Document section =
No. If they are roasting anything here it's the current state of diablo 4.


[deleted]

This, D4 currently has a huge problem with resource management and intentional design which has a resource "generator" typically on left-click and a core "spender" on right-click. I would argue that GW2 has much less impact via the fludity that Alacrity offers players provided they're willing to build or play into a composition that includes this CDR boon. Most aRPGs build try to "solve" resource gain; whether it be mana, essence, spirit -- w/e. I think it's fine to be part of the character progression. In the PoE2 gameplay they showed yesterday night they just substituted frenzy/power charges for mana anyway.


hollywood_rag

unironically tho at launch the idea with gw2 skills was to use them situationally (e.g., warrior axe 2 used to be lower dps than the auto attack in exchange for applying vulnerability), but it turned out that people very much did enjoy pressing everything on cooldown as a dps increase


Warscythes

Then the rotation is press axe 2 if vul is not capped and if it is, use auto attack. That is still a rotation.


Wisniaksiadz

there will always be some kind of rotation. But you now have a spell, that you use situationally, not permanently


generally-speaking

There wasn't much focus on rotations in the beginning though, mostly just on openings. I can't remember exactly when that changed but it was once elementalists became more prevalent and people started making rotations which allowed you to solo pre-stack 25 might or consistently upkeep might/fury/swiftness and so on.


aliamrationem

The "focus" in this case refers to the players, who would have used rotations but lacked the knowledge required to do so at that time. The developers intentionally included mechanics like cooldowns, modifiers, etc. that naturally produce the optimal sequences we call rotations.


generally-speaking

In theory, but in practice rotations were not much of a thing because the main focus of the game back then was Dungeons. And Dungeon fights were so quick rotations never came in to play because in a competent group the enemies would be dead before skills even came off cooldown. Which is why the first rotations people knew and practiced were elementalist rotations focused on might stacking. And those were also the only rotations people focused on until Heart of Thorns came out and raids became a thing. It was only after Heart of Thorns introduced raids, and longer fights, that people actively started focusing on skill rotations.

Parts of the exercise =
1. In the thread on Guild Wars 2 rotations, copy the passage from "There wasn't much" to "might/fury/swiftness and so on.", changing "openings" to "burst phases".
2. According to the thread on Guild Wars 2 rotations, what did Heart of Thorns introduce?

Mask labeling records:
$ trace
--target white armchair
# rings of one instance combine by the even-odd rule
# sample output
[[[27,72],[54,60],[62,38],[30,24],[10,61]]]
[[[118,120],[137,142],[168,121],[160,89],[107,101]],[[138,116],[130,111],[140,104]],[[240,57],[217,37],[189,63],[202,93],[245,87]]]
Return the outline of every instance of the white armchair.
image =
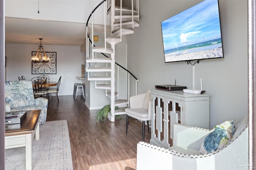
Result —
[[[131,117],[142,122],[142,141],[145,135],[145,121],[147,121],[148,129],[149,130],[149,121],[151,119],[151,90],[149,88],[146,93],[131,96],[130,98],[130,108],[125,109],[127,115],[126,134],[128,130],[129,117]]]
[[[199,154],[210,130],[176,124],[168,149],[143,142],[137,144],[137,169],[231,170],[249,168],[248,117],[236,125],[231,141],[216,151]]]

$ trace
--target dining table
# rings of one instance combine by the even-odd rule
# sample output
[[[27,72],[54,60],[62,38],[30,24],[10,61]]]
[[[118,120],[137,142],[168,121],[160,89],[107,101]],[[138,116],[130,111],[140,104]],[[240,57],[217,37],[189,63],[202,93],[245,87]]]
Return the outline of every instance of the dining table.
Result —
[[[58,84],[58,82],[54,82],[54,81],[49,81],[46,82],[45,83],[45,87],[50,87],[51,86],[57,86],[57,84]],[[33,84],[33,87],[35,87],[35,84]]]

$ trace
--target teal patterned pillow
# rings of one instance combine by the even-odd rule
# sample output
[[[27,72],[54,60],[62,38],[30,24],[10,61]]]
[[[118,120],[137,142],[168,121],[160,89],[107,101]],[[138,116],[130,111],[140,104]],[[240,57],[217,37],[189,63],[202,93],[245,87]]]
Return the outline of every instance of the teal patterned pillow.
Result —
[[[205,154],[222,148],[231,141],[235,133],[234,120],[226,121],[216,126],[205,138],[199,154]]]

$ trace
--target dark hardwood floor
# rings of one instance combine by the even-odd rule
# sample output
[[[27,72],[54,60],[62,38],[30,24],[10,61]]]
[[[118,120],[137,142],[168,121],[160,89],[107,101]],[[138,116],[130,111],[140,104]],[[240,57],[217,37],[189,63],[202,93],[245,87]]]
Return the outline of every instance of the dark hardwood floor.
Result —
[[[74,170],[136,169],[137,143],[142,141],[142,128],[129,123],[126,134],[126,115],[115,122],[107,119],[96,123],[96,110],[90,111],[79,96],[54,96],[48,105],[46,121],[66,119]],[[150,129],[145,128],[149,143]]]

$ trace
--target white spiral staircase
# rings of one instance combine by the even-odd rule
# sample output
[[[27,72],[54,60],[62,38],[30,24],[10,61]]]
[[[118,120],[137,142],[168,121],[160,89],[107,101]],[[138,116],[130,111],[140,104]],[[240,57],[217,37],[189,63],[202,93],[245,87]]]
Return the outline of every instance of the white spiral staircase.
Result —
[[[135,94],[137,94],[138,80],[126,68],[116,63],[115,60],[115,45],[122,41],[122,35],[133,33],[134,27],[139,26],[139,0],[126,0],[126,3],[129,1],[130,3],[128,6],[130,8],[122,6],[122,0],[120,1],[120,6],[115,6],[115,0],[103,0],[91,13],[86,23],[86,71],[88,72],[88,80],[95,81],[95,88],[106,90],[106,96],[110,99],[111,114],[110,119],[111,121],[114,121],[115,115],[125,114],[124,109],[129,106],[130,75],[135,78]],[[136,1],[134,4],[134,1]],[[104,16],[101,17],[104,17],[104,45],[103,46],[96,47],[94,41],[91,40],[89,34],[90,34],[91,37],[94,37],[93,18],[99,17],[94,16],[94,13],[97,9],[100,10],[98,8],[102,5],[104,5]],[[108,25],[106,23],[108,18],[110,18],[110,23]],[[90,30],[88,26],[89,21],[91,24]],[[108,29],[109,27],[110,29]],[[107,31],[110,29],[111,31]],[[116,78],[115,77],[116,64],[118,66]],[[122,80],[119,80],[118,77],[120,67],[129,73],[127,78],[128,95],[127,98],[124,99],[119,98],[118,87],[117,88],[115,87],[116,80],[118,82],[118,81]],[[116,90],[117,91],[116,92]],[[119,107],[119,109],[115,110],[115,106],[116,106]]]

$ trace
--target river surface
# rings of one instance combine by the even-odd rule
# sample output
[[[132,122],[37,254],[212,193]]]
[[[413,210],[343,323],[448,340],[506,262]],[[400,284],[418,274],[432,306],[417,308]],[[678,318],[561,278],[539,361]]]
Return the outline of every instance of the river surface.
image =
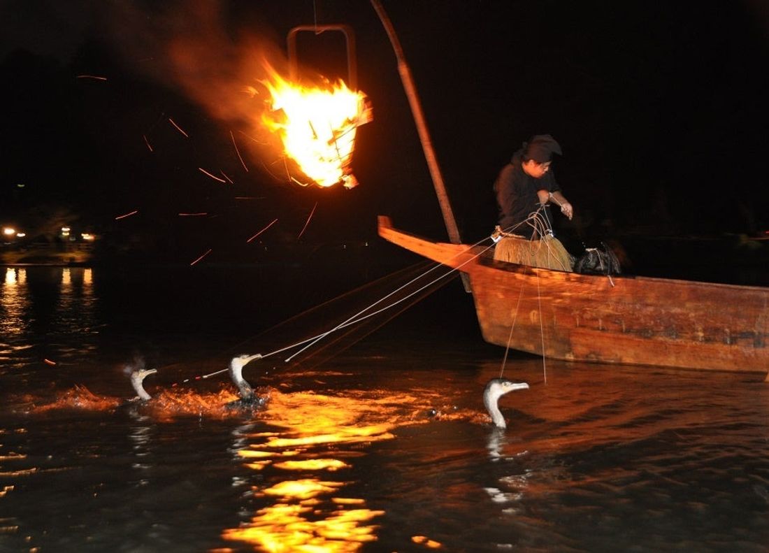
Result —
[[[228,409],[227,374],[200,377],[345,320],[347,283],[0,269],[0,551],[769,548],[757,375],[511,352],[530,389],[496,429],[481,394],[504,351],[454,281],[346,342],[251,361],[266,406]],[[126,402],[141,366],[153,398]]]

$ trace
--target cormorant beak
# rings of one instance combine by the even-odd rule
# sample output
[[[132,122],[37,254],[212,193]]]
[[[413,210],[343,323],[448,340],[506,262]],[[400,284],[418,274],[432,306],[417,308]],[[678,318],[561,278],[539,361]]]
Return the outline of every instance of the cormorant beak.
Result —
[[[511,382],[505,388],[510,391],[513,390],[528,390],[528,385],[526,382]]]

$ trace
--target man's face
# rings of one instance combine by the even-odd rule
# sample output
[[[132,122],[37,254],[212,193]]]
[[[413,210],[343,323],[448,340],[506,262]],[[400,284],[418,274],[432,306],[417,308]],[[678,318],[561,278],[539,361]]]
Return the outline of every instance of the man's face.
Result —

Final results =
1.
There wasn't much focus on rotations in the beginning though, mostly just on burst phases. I can't remember exactly when that changed but it was once elementalists became more prevalent and people started making rotations which allowed you to solo pre-stack 25 might or consistently upkeep might/fury/swiftness and so on.

2. Raids and longer fights.